▶ **Job**
Reproduce the entries from the very first line through the line containing "[562,182,616,247]", both ends included. Omit the pictures from your answer.

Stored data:
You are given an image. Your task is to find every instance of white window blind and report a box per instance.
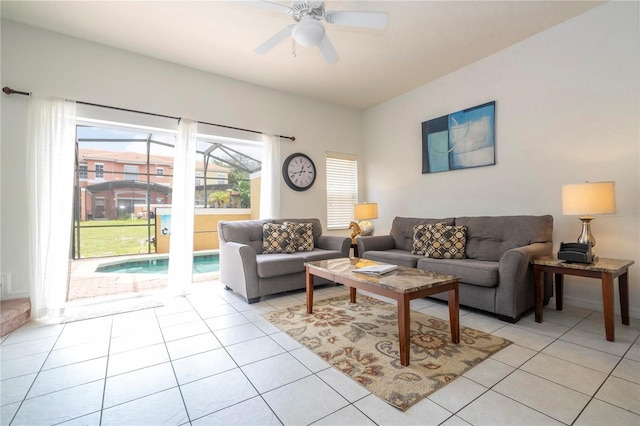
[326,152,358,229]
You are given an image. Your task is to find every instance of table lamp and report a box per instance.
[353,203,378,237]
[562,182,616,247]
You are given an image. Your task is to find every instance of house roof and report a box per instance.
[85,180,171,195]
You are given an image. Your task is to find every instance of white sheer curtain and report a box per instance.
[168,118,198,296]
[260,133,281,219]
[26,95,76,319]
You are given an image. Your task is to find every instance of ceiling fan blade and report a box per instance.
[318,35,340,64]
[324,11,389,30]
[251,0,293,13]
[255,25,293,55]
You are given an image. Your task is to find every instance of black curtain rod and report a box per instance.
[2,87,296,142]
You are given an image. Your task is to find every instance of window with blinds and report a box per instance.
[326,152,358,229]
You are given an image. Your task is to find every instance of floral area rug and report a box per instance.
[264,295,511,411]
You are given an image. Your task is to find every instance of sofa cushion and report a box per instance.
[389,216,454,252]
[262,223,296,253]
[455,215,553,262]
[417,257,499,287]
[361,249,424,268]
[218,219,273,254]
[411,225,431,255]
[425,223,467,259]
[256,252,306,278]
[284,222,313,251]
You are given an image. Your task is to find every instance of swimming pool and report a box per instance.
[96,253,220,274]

▶ **Answer to this problem**
You are given an image. Your task is to find every instance of white window blind and report a box per instance.
[326,152,358,229]
You are given an image. Your task is to find every instance of table lamp and report a box per instance.
[353,203,378,237]
[562,182,616,247]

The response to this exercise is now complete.